** STATED PROBLEM **
Count the lines in the rows below that contain the string "glove" and reply with the number only.

Pointing records
──────────────────────────────
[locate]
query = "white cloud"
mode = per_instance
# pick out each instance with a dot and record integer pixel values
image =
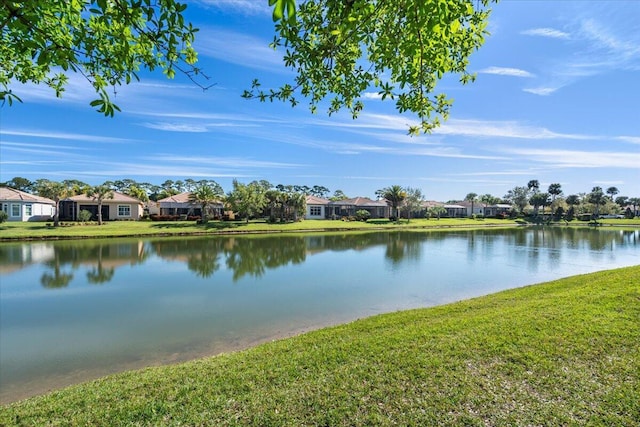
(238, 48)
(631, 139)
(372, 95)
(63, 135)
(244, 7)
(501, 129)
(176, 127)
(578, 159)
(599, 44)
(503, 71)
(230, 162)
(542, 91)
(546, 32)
──────────────────────────────
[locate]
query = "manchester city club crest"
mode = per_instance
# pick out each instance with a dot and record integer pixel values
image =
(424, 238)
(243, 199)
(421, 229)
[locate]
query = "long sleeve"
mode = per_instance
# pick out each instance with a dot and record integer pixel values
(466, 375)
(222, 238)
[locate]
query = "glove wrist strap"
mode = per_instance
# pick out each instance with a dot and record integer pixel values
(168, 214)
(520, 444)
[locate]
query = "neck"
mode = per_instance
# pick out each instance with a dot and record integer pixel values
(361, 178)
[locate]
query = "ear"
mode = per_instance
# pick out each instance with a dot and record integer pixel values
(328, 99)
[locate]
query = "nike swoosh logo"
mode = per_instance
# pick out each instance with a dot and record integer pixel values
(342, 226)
──────────────────────────────
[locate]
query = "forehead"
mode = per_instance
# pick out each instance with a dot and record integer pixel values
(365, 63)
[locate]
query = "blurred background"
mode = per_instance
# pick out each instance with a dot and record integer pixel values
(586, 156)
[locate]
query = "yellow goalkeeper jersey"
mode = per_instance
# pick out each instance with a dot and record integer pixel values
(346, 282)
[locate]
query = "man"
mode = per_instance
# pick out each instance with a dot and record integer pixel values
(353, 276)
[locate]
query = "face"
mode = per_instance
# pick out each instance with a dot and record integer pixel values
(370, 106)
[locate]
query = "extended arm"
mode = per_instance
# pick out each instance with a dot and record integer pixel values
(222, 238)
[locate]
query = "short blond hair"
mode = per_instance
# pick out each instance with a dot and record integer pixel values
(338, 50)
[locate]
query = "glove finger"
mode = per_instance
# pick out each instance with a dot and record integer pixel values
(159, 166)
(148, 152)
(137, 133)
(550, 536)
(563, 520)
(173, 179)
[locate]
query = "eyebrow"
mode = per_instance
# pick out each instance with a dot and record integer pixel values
──────────────────────────────
** ANSWER IN FULL **
2